◆ TASK DESCRIPTION
In every row below, substitute "ridge" for "hillside" and reproduce the lines with no other changes, omitting the pictures.

◆ PROVIDED MATERIAL
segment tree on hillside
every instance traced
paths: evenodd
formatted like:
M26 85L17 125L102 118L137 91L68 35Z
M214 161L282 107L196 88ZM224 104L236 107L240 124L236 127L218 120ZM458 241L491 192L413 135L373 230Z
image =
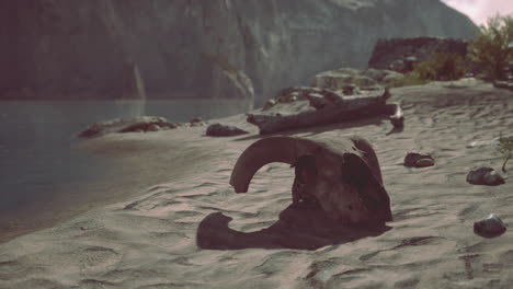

◆ RESPONSE TO THIS TASK
segment tree on ridge
every instance traced
paths: evenodd
formatted like:
M26 85L17 125L102 118L137 91L68 35Z
M214 161L282 107L196 88ZM224 104L236 107L240 124L236 127L218 120ZM458 241L491 192L413 135L373 230Z
image =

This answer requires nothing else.